# Ясная поляна



## a-feda (22 Янв 2011)

Подскажите пожалуйста каком состоянии можно купить "ясную поляну" за 40 тыс руб?
Заранее Спасибо.


----------



## Новиков Игорь (22 Янв 2011)

Ясная поляна очень добротный и крепкий инструмент.Я имею ввиду инструменты до 90-х годов выпуска.Потом качество резко упало.Как сейчас ,не знаю.На последних Полянах не играл. Цена ведь зависит не только от состояния ,но и от спроса.В Москве за такой инструмент будут просить 70-90 тысяч ,а в регионе и 40-50 может стоить.Надо смотреть обязательно,инструмент и за 40 тысяч может быть не плохим и за 90 тысяч убитым,хотя чтобы,убить Ясную поляну, надо очень постараться. Я очень люблю этот инструмент,хотя легко могу прикупить и самый навороченный Юпитер,да вроде бы ,как, все в свое время.Сейчас мне это ни к чему.Сын у меня пианист и все Юпитеры ему по барабану.Так ,что играю в свое удовольствие, на Поляне-прекрасный инструмент,проверенный временем.


----------



## zet10 (22 Янв 2011)

Странный вопрос!Как правильно ответил Игорь за 40 тыс.р. можно купить как дрова так и очень в хорошем состоянии инструмент.Что то советовать неглядя в таких вопросах невозможно!


----------



## a-feda (23 Янв 2011)

А для какого вида жанра используют "Ясную поляну"?


----------



## ze_go (23 Янв 2011)

для вида жанра музицирования :biggrin:


----------



## zet10 (23 Янв 2011)

a-feda писал:


> А для какого вида жанра используют "Ясную поляну"?


Еще есть глупее вопросы))?


----------



## a-feda (23 Янв 2011)

Не все такие умные. Лучше бы ответил на вопрос!


----------



## zet10 (23 Янв 2011)

ze_go полностью ответил на него.


----------



## a-feda (23 Янв 2011)

Я имел виду для концертной деятельности сойдет?


----------



## zet10 (23 Янв 2011)

Вполне.Хотя конечно смотря какую концертную деятельность вы замышляете))?!


----------

(Записи с указанием точек)

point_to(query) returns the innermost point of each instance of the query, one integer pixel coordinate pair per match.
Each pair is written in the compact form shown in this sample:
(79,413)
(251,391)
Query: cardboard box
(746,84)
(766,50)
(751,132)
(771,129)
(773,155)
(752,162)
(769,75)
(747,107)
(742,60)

# Обязательные задания
[A] Выведите дословно фрагмент обсуждения начиная со слов «Подскажите пожалуйста каком» вплоть до слов «Поляне-прекрасный инструмент,проверенный временем.» включительно.
[B] Для каждого утверждения укажите, согласуется ли оно с обсуждением. Ответьте «да» или «нет» и дословно приведите решающие слова из обсуждения.
(i) По словам Новикова Игоря, в Москве за такой инструмент будут просить 70–90 тысяч.
(ii) Новиков Игорь сообщает, что играл на последних «Полянах».
(iii) В ответ на вопрос о концертной деятельности zet10 пишет, что инструмент для неё не подойдёт.
Записи получены из другого источника.

# Ответы по заданиям
[A]
Подскажите пожалуйста каком состоянии можно купить "ясную поляну" за 40 тыс руб?
Заранее Спасибо.


----------



## Новиков Игорь (22 Янв 2011)

Ясная поляна очень добротный и крепкий инструмент.Я имею ввиду инструменты до 90-х годов выпуска.Потом качество резко упало.Как сейчас ,не знаю.На последних Полянах не играл. Цена ведь зависит не только от состояния ,но и от спроса.В Москве за такой инструмент будут просить 70-90 тысяч ,а в регионе и 40-50 может стоить.Надо смотреть обязательно,инструмент и за 40 тысяч может быть не плохим и за 90 тысяч убитым,хотя чтобы,убить Ясную поляну, надо очень постараться. Я очень люблю этот инструмент,хотя легко могу прикупить и самый навороченный Юпитер,да вроде бы ,как, все в свое время.Сейчас мне это ни к чему.Сын у меня пианист и все Юпитеры ему по барабану.Так ,что играю в свое удовольствие, на Поляне-прекрасный инструмент,проверенный временем.

[B]
(i) Да: «В Москве за такой инструмент будут просить 70-90 тысяч».
(ii) Нет: «На последних Полянах не играл.»
(iii) Нет: «Вполне.»